[Work to complete] Using the data below, repeat all of it precisely.

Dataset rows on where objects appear

----

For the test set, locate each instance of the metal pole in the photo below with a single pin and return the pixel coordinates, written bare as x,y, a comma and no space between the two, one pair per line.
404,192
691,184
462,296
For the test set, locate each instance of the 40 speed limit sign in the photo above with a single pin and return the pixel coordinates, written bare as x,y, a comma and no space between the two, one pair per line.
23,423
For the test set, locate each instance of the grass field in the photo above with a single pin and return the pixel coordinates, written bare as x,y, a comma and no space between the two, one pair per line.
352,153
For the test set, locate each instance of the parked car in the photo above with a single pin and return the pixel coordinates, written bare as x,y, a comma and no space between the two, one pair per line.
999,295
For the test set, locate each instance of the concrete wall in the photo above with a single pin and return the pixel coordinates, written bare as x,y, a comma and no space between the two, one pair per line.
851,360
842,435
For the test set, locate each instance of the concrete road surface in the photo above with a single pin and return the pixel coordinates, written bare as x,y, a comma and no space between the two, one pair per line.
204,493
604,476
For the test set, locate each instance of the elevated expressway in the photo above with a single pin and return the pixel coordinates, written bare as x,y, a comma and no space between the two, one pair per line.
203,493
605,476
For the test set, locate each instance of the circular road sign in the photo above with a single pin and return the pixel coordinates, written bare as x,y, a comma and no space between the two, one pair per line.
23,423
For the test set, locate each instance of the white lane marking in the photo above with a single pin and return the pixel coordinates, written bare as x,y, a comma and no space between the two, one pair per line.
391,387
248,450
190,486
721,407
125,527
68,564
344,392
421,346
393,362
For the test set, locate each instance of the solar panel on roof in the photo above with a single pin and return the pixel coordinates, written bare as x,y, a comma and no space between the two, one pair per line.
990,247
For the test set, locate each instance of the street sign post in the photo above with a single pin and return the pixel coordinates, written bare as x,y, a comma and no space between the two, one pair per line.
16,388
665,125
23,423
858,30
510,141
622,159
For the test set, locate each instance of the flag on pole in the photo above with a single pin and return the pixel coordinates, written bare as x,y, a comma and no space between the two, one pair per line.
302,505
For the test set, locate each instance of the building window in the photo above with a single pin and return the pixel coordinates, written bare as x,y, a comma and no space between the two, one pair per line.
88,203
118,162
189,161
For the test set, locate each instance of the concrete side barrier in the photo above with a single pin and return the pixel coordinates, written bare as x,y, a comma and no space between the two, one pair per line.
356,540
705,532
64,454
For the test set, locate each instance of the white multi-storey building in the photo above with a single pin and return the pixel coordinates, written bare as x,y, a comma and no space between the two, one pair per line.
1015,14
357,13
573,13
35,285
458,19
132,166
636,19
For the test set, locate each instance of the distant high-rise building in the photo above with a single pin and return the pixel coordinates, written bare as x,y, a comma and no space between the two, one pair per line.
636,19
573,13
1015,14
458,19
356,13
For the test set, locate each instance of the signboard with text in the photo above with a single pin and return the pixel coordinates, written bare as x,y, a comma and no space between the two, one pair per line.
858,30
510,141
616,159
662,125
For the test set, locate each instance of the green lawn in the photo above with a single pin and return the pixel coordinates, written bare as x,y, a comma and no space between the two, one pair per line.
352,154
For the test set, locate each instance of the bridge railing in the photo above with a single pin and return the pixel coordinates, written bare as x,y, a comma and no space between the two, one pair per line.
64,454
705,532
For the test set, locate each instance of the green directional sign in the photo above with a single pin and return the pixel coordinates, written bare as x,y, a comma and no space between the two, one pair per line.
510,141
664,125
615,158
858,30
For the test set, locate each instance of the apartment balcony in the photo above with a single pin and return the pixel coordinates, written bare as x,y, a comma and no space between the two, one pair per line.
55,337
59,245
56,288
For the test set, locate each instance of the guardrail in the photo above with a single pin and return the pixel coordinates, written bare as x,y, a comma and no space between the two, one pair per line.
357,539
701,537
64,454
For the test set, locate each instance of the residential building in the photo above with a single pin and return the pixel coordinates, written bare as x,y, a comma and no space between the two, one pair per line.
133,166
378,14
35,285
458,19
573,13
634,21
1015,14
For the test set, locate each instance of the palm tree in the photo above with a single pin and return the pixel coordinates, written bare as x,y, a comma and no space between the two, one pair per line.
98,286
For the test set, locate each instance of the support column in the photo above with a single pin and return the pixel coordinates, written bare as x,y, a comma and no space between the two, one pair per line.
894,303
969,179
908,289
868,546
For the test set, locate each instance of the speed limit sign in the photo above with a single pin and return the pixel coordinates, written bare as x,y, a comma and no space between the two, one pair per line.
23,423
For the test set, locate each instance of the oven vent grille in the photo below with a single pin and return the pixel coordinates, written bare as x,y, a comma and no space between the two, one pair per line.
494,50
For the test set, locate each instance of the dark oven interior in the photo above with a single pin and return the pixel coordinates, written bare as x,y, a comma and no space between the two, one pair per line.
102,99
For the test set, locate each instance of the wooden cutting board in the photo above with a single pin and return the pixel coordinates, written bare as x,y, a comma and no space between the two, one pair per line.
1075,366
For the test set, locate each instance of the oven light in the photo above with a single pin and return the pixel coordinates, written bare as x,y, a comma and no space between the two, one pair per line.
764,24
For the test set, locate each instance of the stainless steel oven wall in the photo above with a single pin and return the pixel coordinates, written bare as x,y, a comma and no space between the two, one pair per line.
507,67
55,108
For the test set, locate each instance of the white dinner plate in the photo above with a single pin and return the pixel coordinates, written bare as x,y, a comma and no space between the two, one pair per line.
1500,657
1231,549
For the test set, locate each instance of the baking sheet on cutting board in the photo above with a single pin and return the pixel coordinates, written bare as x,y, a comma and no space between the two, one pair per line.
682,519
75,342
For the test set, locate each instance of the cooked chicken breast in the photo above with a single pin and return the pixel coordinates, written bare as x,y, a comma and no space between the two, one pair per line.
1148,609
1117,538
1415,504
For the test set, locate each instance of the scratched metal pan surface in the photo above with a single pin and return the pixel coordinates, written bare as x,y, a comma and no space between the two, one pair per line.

----

[Reply to the exercise]
For the test set, locate each instance of the metal pole in the photo below with a single pin and return the pixel coordinates, written bare as x,y, a comma and no space between the two, one pair per line.
404,192
691,184
462,296
For the test set, locate each instance of the 40 speed limit sign in the photo above with a single pin and return the pixel coordinates, written bare as x,y, a comma and no space between the two, one pair per line.
23,423
For the test set, locate each instance of the grass field in the photo above with a single pin and return the pixel coordinates, written bare as x,y, a comma and no space between the two, one pair per line.
352,153
For the test set, locate each instance of the parked car in the photo above with a single pin and return the pixel coordinates, written bare as x,y, a comma and no space between the two, one pair per line.
999,295
For the test set, locate each instance of the concrete wall in the photo above with a single pin and return the pixel coordinates, written bare as x,y, a comma and no space between the two, one pair per line.
851,360
842,435
For the test set, locate each instance of the concrete road surface in the photo above with a single pin and return the pixel coordinates, written bare as x,y, a comma and no space between the two, one pair per line.
204,493
604,476
For the test set, locate each instance of the elevated expressway in the photo above with a single pin and return the pixel coordinates, written bare as x,y, a comma and no space between the two, one pair per line.
203,493
605,476
For the test set, locate each instance of the circular road sign in the photo above with a single pin and return the pixel coordinates, written bare as x,y, a comma and no space between the two, one pair per line.
23,423
For the test set, locate each instance of the white lane marking in the photo above with a single pin and return the pixel coordinates, written bare as x,y, a comma and no space between the two, one pair per line.
391,387
248,450
190,486
721,407
125,527
68,564
344,392
421,346
393,362
For the test set, locate each instance of the solar panel on roof in the photo above with a single pin and return the pixel coordinates, written bare as x,y, a comma and no space between the two, one pair per line.
990,247
For the test set, locate each instance of the street sign post in the photo above with a single pin and return the pixel coordinates, written bare as x,y, a comma and no space between the two, one pair per line.
16,388
665,125
23,423
858,30
510,141
622,159
For the test set, locate each instance of the flag on pole in the photo above with a single pin and return the pixel coordinates, written bare as x,y, a comma and no space between the two, one pair per line.
302,505
For the test set, locate each instance of the building window in the photo above with a single pin and return the pixel coordinates, written bare as x,y, a comma and no space between the two, one pair per line.
88,203
118,162
189,161
For the test set, locate each instance of the concrete side barrier in the photo above with a single pin and return the pixel coordinates, written bare as x,y, a comma and no space between the two, one pair per line.
356,540
705,532
64,454
For the test set, locate each instance of the white multi-storey building in the photo above with a single pin and return the pixel coordinates, written bare as x,y, a comma and no space between the two, one pair per line.
1015,14
357,13
573,13
35,285
458,19
132,166
636,19
For the test set, locate each instance of the distant high-rise building in the photo above with a single pin and return the pixel coordinates, written bare as x,y, a comma and no space between the two, one pair per line.
636,19
573,13
1015,14
458,19
356,13
For the test set, locate each instance of the signboard with text in the photo above with a single pin and return the pixel coordinates, written bare as x,y, a comma and no space between the two, one pair per line.
858,30
510,141
616,159
662,125
For the test set, locate each instance of the green lawn in the photo above with a single pin and return the pixel coordinates, written bare as x,y, a comma and no space between the two, one pair per line.
352,154
For the test set, locate each instance of the bridge railing in the photo above with a single pin and return the pixel coordinates, written bare as x,y, a comma and no space between the two, one pair per line.
64,454
705,532
For the test set, locate each instance of the green directional sign in the photo above with a single pin and return the pixel coordinates, written bare as x,y, a comma and no space between the two, one pair per line.
510,141
664,125
615,158
858,30
For the test set, locate each instance of the apartment balcony in the photo above with a single pin and return the pixel coordinates, written bare as x,y, a comma and no space between the two, one pair per line.
55,337
59,245
56,288
For the test set, locate each instance of the guardrail in the photo above with a single pin and return the pixel coordinates, written bare as x,y, a comma and no space between the two, one pair per line.
357,539
701,537
64,454
For the test set, locate each instance of the residential building in the photo above with a single pin and return the pixel coordinates, written bare as x,y, a comma and no space between the two, one pair per line.
133,166
378,14
35,285
458,19
573,13
634,21
1015,14
For the test set, locate each instance of the palm tree in the photo above with a single pin and return the pixel coordinates, written bare as x,y, a comma and no space between the two, one pair per line.
98,286
For the test set, locate each instance of the support column in the photo above with a single pin and return the pixel coordinates, written bare as x,y, a comma and no space between the two, one pair per line.
894,303
969,179
908,289
868,546
For the test set, locate each instance of the speed limit sign in the photo above with a single pin and return the pixel coordinates, written bare as x,y, a comma and no space between the two, one pair per line.
23,423
For the test set, locate each instance of the oven vent grille in the photo below with a single pin and return the pixel coordinates, written bare as x,y, a comma and no space between the two, one pair per line.
494,50
For the test set, locate each instance of the dark oven interior in the photo above with a single pin and return the pixel coordinates, written bare as x,y, a comma and no space between the two, one pair per line.
102,99
For the test set, locate each instance of the wooden cutting board in the photo above with a single pin and return the pixel coordinates, written bare as x,y, a comma and no space between the two, one pair per line.
1075,366
For the test set, locate each instance of the oven light in the photo above with a single pin and return the pixel coordinates, written bare as x,y, a comma and no space between the two, one pair per line.
764,24
For the test set, locate each instance of the stainless steel oven wall in the photo above with a single pin and return the pixel coordinates, written bare as x,y, a comma and no space between the two, one pair per line.
507,67
55,108
For the test set, locate each instance of the white dinner plate in the photo above with a single pin and return the pixel coordinates, written bare as x,y, a comma and no space between the two, one pair per line.
1500,657
1231,549
For the test set, locate each instance of the baking sheet on cutting board in the photo above with a single pin and return the pixel coordinates, written bare as x,y, a comma and no space between the two, one pair per line.
682,519
75,342
For the test set, locate each instance of the cooked chicken breast in the photo above with a single pin and return the pixel coordinates, written bare as x,y, a comma and no space between the two, one pair per line.
1148,609
1117,538
1415,504
For the test set, locate each instance of the scratched metal pan surface in the photo above with a single pin and return the pixel coordinates, written bare as x,y, a comma and no space between the two, one pair per line.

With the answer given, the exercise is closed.